---------- Information given ----------

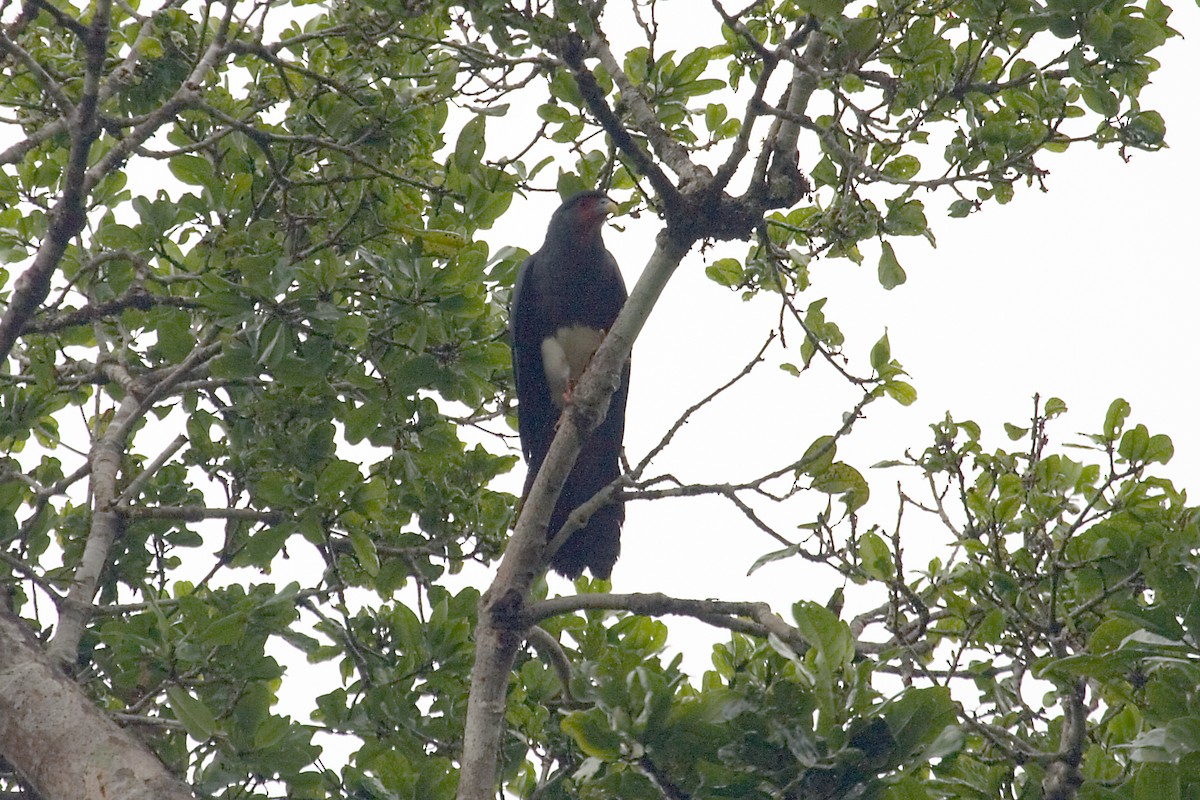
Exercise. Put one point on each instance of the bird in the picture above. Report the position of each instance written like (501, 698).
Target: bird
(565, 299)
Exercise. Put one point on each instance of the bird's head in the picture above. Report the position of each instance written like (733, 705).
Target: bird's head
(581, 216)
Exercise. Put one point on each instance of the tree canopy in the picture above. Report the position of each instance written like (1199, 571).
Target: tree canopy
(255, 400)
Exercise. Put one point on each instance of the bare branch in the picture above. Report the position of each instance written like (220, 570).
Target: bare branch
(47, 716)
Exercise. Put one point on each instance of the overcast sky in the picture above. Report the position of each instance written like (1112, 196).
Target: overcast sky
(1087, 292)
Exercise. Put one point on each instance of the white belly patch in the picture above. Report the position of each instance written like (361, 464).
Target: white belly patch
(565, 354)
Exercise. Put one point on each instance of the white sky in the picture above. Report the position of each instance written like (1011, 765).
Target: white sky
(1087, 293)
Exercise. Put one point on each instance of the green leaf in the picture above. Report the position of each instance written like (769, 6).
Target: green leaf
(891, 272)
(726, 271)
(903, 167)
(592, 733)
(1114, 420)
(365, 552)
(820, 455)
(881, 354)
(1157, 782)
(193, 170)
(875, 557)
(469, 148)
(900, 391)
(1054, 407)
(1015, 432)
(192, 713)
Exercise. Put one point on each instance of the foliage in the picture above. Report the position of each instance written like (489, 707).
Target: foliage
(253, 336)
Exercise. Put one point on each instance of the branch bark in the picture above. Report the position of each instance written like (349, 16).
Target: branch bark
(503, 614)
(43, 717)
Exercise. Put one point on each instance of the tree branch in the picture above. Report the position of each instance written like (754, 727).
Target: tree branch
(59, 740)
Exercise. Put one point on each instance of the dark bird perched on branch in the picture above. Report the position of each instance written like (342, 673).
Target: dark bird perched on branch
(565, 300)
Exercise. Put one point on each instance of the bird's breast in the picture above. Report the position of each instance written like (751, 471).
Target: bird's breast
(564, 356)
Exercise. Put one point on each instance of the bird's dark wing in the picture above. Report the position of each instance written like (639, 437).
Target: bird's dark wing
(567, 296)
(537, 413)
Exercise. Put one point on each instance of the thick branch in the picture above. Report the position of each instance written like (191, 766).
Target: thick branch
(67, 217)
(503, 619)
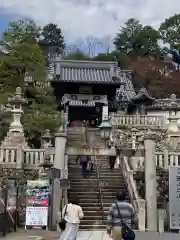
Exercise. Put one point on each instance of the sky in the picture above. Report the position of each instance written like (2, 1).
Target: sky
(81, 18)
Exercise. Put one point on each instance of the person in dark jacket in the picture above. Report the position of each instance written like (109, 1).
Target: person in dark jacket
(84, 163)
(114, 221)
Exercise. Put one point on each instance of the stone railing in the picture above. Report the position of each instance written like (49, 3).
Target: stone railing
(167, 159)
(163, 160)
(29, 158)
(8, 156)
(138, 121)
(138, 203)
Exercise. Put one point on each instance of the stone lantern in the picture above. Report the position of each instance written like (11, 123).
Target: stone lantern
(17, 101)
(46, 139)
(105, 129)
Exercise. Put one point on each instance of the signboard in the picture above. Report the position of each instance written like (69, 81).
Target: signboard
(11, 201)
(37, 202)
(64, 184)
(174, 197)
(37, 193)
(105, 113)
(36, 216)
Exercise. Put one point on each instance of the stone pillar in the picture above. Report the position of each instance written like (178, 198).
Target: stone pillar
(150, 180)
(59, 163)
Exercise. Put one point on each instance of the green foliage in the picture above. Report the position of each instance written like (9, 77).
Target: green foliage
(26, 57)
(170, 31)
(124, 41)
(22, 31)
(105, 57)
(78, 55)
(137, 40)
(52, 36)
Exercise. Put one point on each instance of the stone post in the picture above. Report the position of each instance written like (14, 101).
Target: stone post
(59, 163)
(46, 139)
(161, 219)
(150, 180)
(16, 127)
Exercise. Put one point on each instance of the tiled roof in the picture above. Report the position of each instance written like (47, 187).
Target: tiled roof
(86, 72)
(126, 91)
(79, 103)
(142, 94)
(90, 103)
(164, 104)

----------

** Directions for this task **
Precisely the lines between those holding "Target: white belly patch" and "Exercise. Put one point on each instance of the green leaf", inclusive, are to be reproduced from the listing above, with nothing added.

** Answer for the task **
Target: white belly patch
(565, 354)
Exercise. Put one point on each instance of the white sky in the picture above. Report the position of each instance written like (1011, 765).
Target: white sky
(1087, 293)
Exercise. Put one point on each instance of the green leaf in the picture above. Report the position of each instance written like (769, 6).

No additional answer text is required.